[Named-object pointing lines]
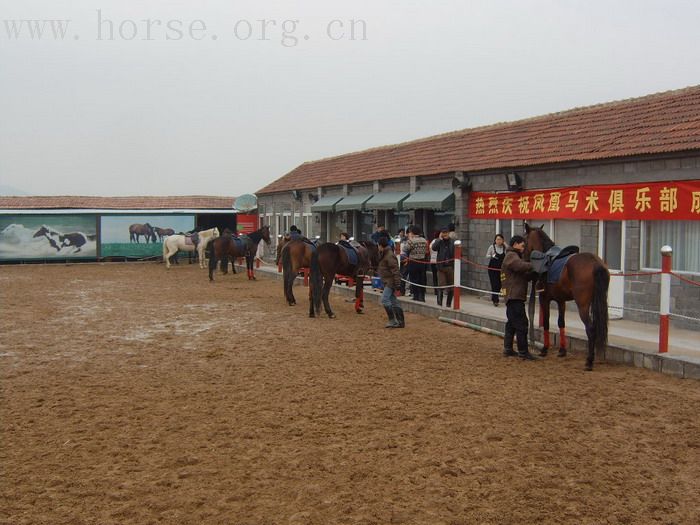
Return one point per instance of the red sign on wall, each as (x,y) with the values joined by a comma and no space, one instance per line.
(246,223)
(647,201)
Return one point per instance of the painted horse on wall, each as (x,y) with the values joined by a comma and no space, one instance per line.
(230,246)
(60,240)
(332,259)
(584,278)
(137,230)
(181,242)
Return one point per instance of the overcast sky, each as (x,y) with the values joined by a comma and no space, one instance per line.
(144,99)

§ YOUR GOAL: Write out all the lines above again, requests included, but shift every x and y coordinate in the answers up by 17. Leave the pictures out.

§ THE RESPONSE:
Return one point per instance of the red sign on wall, each as (x,y) with the values joined by a comma and no space, one instance per line.
(263,240)
(664,218)
Return one point per instance of the painted horse on wall, each as (x,y) with the values joined by a comma and no space, one instance per line.
(247,263)
(77,257)
(349,276)
(601,295)
(154,247)
(198,259)
Return one point per instance of the overcast sky, each as (x,y) with the values joined by a comma and no space, one instance per line.
(161,116)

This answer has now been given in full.